How many lines of the listing below contain the word "viaduct"? Reply with the number alone.

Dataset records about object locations
____________________

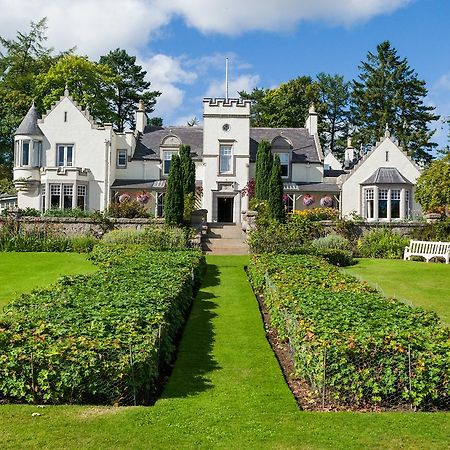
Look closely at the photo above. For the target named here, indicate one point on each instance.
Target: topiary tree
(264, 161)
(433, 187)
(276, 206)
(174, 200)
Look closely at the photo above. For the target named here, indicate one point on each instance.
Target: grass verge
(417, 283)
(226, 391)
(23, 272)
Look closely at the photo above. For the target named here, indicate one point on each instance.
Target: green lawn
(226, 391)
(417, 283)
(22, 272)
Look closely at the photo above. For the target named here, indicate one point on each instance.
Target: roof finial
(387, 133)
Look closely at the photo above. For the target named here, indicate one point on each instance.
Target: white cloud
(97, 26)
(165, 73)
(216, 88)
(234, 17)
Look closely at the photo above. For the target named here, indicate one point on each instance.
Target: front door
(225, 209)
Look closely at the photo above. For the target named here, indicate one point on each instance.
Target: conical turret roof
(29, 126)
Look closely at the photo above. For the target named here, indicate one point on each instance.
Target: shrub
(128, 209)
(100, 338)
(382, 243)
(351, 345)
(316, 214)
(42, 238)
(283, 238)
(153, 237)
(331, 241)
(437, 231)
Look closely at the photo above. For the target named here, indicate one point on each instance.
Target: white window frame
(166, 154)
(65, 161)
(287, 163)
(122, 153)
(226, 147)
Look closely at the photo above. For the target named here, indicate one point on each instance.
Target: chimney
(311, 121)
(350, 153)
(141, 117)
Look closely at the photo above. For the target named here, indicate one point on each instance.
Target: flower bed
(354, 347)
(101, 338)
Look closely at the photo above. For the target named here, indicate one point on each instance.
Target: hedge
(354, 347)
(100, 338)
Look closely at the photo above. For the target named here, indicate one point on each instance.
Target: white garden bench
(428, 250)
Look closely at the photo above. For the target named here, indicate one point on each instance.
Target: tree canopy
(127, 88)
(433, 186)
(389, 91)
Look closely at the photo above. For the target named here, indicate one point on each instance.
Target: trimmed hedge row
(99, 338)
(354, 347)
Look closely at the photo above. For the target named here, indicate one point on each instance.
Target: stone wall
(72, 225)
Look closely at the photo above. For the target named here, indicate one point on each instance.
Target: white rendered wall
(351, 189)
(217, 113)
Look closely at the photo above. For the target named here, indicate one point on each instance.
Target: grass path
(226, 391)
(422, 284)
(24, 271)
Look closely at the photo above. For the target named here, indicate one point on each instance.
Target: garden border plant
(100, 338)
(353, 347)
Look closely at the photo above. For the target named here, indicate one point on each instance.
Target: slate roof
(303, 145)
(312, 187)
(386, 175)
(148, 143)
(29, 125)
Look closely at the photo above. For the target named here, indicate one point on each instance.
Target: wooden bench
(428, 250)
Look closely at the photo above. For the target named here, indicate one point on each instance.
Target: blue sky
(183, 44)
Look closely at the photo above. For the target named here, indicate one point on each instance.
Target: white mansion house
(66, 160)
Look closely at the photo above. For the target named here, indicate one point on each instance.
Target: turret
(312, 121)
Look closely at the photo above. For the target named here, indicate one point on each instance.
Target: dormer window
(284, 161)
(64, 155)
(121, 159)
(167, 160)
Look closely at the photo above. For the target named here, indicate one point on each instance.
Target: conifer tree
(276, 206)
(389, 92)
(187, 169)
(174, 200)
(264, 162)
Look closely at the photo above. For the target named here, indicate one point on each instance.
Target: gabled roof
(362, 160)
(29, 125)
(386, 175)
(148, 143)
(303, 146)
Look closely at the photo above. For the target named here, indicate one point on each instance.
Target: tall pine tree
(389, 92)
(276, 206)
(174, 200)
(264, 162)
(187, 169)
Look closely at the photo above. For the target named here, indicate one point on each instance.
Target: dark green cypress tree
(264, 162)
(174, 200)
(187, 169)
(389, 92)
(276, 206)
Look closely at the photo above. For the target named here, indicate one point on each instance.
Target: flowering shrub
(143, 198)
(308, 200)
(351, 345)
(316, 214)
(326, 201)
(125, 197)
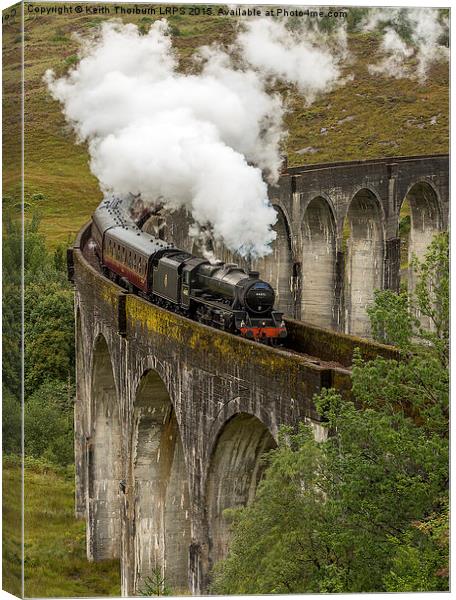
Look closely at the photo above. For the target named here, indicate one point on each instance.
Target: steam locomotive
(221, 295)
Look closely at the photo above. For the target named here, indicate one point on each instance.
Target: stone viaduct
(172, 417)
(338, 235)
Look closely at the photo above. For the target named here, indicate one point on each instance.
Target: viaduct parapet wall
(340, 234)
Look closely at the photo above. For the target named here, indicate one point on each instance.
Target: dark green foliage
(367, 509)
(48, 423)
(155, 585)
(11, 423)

____________________

▶ _Output of the exercise_: 2